╭──

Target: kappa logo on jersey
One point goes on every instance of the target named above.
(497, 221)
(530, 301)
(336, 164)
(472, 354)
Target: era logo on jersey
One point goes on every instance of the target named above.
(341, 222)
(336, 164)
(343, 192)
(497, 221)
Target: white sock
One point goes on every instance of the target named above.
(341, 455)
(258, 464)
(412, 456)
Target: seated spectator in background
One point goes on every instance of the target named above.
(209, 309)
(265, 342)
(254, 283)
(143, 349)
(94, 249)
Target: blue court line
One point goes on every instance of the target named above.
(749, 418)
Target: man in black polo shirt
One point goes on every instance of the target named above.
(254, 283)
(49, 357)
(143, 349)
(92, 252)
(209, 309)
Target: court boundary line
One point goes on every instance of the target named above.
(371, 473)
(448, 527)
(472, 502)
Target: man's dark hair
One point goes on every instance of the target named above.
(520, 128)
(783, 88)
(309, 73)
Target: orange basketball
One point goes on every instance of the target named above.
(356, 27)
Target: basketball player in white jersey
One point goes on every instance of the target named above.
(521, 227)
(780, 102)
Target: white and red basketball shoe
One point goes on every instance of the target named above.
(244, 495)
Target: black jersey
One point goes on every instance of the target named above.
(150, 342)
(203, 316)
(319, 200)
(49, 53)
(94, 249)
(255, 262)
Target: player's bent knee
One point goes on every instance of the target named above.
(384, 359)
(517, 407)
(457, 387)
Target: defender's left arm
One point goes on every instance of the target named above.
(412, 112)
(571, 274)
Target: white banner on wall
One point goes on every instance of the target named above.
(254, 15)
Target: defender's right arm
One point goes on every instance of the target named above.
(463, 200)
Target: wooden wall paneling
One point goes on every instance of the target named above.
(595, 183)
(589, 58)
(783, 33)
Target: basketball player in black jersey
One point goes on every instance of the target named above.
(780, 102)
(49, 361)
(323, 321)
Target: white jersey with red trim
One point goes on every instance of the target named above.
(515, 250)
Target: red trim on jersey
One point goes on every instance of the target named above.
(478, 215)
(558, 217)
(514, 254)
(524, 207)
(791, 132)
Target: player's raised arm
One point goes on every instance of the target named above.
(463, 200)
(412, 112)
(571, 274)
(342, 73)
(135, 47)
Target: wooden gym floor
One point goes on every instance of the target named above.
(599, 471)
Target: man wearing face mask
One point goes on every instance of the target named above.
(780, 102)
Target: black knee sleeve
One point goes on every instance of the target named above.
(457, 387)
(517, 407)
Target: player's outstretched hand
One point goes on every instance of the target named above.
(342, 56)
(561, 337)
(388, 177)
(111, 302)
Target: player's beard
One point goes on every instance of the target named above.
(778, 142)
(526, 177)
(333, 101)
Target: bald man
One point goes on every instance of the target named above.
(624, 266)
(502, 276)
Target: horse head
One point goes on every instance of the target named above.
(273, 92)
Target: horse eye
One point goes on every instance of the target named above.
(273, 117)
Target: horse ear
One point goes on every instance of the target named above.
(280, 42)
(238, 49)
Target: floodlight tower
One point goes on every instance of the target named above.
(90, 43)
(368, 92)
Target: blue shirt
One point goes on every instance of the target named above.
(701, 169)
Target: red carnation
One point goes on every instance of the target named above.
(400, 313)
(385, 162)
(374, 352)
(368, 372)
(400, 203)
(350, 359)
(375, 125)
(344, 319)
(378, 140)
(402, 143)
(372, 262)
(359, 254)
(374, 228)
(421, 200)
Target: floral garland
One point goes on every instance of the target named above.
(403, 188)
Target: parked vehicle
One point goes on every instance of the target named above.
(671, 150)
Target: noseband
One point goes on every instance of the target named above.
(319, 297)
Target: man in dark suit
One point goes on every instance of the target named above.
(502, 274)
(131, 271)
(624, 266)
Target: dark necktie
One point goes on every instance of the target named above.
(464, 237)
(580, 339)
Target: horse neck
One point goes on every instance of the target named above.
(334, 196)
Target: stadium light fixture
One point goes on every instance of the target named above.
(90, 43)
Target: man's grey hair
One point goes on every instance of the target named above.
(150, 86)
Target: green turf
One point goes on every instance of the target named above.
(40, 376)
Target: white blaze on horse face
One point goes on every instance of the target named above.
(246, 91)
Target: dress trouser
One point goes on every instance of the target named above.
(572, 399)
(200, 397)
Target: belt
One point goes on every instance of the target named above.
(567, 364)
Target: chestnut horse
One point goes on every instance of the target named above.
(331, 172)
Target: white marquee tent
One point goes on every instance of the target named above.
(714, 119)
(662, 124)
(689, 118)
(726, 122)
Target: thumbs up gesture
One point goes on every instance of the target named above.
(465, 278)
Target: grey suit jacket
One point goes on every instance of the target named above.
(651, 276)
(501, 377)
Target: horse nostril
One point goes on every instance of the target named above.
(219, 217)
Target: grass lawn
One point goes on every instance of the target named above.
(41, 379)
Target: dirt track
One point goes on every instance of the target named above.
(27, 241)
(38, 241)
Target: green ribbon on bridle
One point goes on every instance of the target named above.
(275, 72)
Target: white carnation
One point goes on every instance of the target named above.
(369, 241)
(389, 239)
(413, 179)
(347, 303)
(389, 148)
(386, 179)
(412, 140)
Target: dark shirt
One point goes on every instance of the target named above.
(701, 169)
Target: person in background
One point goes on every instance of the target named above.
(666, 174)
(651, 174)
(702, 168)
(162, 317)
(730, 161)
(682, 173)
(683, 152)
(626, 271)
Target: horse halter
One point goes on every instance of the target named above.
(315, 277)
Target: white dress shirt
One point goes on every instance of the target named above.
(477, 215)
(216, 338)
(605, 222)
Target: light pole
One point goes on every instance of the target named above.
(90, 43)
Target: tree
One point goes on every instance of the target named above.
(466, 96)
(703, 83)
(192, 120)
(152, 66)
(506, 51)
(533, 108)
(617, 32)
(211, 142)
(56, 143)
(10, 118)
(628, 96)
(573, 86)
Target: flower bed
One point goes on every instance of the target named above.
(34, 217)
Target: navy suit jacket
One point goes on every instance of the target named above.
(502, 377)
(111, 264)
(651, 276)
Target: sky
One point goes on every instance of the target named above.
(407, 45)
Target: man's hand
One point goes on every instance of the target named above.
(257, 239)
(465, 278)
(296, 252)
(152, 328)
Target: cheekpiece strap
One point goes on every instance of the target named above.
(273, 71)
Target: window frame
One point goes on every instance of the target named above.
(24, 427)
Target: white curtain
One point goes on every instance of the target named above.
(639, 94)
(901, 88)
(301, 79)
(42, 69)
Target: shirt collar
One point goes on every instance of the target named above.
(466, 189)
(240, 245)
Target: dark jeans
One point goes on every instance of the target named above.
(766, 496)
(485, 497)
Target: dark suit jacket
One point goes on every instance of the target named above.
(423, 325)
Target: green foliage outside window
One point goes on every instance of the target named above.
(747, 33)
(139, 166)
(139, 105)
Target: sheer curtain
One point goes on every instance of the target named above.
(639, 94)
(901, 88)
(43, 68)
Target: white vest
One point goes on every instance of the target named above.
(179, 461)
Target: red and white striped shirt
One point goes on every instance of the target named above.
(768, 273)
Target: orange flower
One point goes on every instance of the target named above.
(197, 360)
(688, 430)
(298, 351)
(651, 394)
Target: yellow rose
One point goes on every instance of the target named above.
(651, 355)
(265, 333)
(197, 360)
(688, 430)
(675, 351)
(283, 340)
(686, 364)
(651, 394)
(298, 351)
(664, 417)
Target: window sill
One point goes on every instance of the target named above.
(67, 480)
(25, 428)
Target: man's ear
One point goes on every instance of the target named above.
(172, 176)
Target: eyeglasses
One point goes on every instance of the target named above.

╰──

Short problem »
The records above should be returned exactly.

Output »
Target: kappa logo on jersey
One point goes on every instance of the target named above.
(497, 221)
(530, 301)
(336, 164)
(472, 354)
Target: era logo on jersey
One point goes on every instance of the target named above.
(341, 222)
(336, 164)
(343, 192)
(497, 221)
Target: white sock
One point goes on every instance of the target named above.
(341, 455)
(258, 464)
(412, 456)
Target: seated spectator in background
One point goes on every instance of the target named above.
(209, 309)
(265, 342)
(254, 283)
(143, 349)
(94, 249)
Target: blue court line
One point goes on every instance of the target named above.
(749, 418)
Target: man in black polo shirt
One point goes on every instance of the target named above.
(254, 283)
(49, 357)
(143, 349)
(92, 252)
(209, 309)
Target: court boundary line
One point goes on every instance of the target named above.
(371, 473)
(448, 527)
(472, 502)
Target: man's dark hair
One point goes on every instance of the target named above.
(520, 128)
(783, 88)
(309, 73)
Target: orange basketball
One point goes on every instance of the target named above.
(356, 27)
Target: basketball player in white jersey
One point goes on every instance of the target named above.
(521, 227)
(780, 102)
Target: white and red basketball shoe
One point goes on every instance of the target named above.
(244, 495)
Target: black jersey
One point goes on every instance of the target named above.
(150, 342)
(203, 316)
(319, 200)
(49, 53)
(94, 249)
(255, 262)
Target: player's bent knee
One point goes on every instance of the target named above.
(384, 359)
(517, 407)
(457, 387)
Target: defender's left arm
One point goes on every instance of the target named above.
(412, 112)
(571, 274)
Target: white banner on wall
One point goes on every instance of the target named above.
(254, 15)
Target: defender's right arm
One point goes on every instance of the target named above.
(463, 200)
Target: wooden wall paneling
One point goes on every instance of the target named above.
(595, 183)
(589, 58)
(783, 33)
Target: basketball player in black jersey
One point goes on every instance of the target named above.
(780, 102)
(49, 361)
(323, 321)
Target: white jersey with red trim
One point goes on every instance of the target named above.
(515, 250)
Target: red trim on jersey
One point goes on every instance of the target named above.
(478, 215)
(558, 217)
(514, 254)
(524, 207)
(791, 132)
Target: player's raised arm
One point goes on every instance of the target named above.
(463, 200)
(412, 112)
(571, 274)
(342, 73)
(135, 47)
Target: wooden gym floor
One point goes on every instance of the target named above.
(599, 471)
Target: man wearing face mask
One point goes on every instance of the target named above.
(780, 102)
Target: black knee sleeve
One point goes on every instance of the target named above.
(457, 387)
(517, 407)
Target: player's outstretched hand
One point goes on every instance of the target named above.
(342, 56)
(561, 337)
(388, 177)
(111, 302)
Target: player's beard
One point goes on every instance of the target named above.
(778, 142)
(526, 177)
(333, 101)
Target: bald man
One point goes on every instance of the target named above.
(624, 266)
(502, 276)
Target: horse head
One point goes on every instance of the target named above.
(273, 92)
Target: horse eye
One point goes on every instance of the target named above.
(273, 117)
Target: horse ear
One point goes on every instance of the target named above.
(280, 42)
(238, 49)
Target: floodlight tower
One point goes on every instance of the target named above.
(90, 43)
(368, 92)
Target: blue shirt
One point goes on every instance of the target named above.
(701, 169)
Target: red carnation
One point goes on every instance of the target named above.
(400, 313)
(385, 162)
(374, 352)
(368, 372)
(400, 203)
(350, 359)
(375, 125)
(344, 319)
(378, 140)
(402, 143)
(372, 262)
(359, 254)
(374, 228)
(421, 200)
Target: floral garland
One point goes on every instance of the target named above.
(403, 188)
Target: parked vehicle
One point goes on every instance of the target named above.
(671, 150)
Target: noseband
One point goes on every instance of the target named above.
(319, 297)
Target: man in dark suit
One point goes on every instance of the target named above.
(502, 274)
(131, 271)
(624, 266)
Target: dark necktie
One point goes on every instance of the target named above.
(464, 237)
(580, 339)
Target: horse neck
One point goes on every instance of the target named above.
(334, 196)
Target: stadium light fixture
One point goes on every instance of the target named above.
(90, 43)
Target: man's grey hair
One point goes on every instance of the target named above.
(150, 86)
Target: green turf
One point goes on every instance of the target named above.
(40, 376)
Target: white blaze on horse face
One point goes on every instance of the target named above.
(246, 91)
Target: dress trouser
One point goes on every instance of the target named above.
(572, 399)
(200, 397)
Target: belt
One point goes on every instance of the target named above.
(567, 364)
Target: chestnut horse
One point goes on every instance of the target named above.
(331, 172)
Target: white marquee tent
One point goes on every instance of the target named above.
(714, 119)
(662, 124)
(689, 118)
(726, 122)
Target: thumbs up gesture
One point goes on every instance of the target named above.
(465, 278)
Target: grey suit jacket
One point goes on every instance of the target named above.
(651, 276)
(501, 377)
Target: horse nostril
One point goes on every instance of the target named above.
(219, 217)
Target: grass lawn
One point goes on every instance of the target named above.
(41, 379)
Target: dirt track
One point goes on every instance of the target named above.
(27, 241)
(38, 241)
Target: green ribbon on bridle
One point goes on every instance of the target named above.
(275, 72)
Target: white carnation
One point goes on every instance of the target named above.
(369, 241)
(389, 239)
(413, 179)
(347, 303)
(389, 148)
(386, 179)
(412, 140)
Target: dark shirt
One point goes on every instance of the target named above.
(701, 169)
Target: person in background
One point goes on every instance of the target named above.
(666, 174)
(651, 174)
(702, 168)
(162, 317)
(730, 161)
(682, 173)
(683, 152)
(626, 271)
Target: horse halter
One point goes on every instance of the target named above.
(315, 277)
Target: white dress shirt
One point goes on every instance of the target named above.
(477, 215)
(216, 338)
(605, 222)
Target: light pole
One point goes on every instance of the target named above.
(90, 43)
Target: tree
One point goes on every instance of the target named above.
(466, 96)
(703, 83)
(192, 120)
(152, 66)
(506, 51)
(533, 108)
(617, 32)
(211, 142)
(56, 143)
(10, 118)
(628, 96)
(573, 86)
Target: flower bed
One point goes on every instance of the target named above.
(34, 217)
Target: navy suit jacket
One point goes on every instance of the target named above.
(502, 377)
(111, 264)
(651, 276)
Target: sky
One point goes on every instance of the target named above.
(407, 45)
Target: man's hand
One point goes on every instance of the target named above.
(257, 239)
(465, 278)
(296, 252)
(152, 328)
Target: cheekpiece strap
One point goes on every instance of the target named above.
(273, 71)
Target: window frame
One point goes on every instance of the target named above.
(24, 427)
Target: white curtain
One point goes on every instance of the target named above.
(639, 94)
(901, 88)
(301, 79)
(42, 69)
Target: shirt collar
One point goes on every instance of the target named above.
(466, 189)
(240, 245)
Target: dark jeans
One point goes on every instance of the target named above.
(766, 496)
(485, 497)
Target: dark suit jacket
One point goes on every instance of the target named above.
(423, 325)
Target: green foliage outside window
One point goes on every instance of the target named above.
(747, 33)
(139, 166)
(139, 105)
Target: sheer curtain
One point goes on every instance of the target named above.
(639, 94)
(901, 88)
(43, 68)
Target: white vest
One point goes on every instance of the target named above.
(179, 461)
Target: red and white striped shirt
One point goes on every instance of the target named above.
(768, 273)
Target: orange flower
One point goes on every instance of the target named above.
(197, 360)
(688, 430)
(298, 351)
(651, 394)
Target: yellow rose
One point goes on every instance of the target named above.
(651, 355)
(265, 333)
(197, 360)
(688, 430)
(675, 351)
(283, 340)
(686, 364)
(651, 394)
(298, 351)
(664, 417)
Target: window sill
One point goes on every instance of the target named above.
(67, 480)
(25, 428)
Target: man's ear
One point goes on every instance of the target named above.
(172, 176)
Target: eyeglasses
One point goes on every instance of the target named above.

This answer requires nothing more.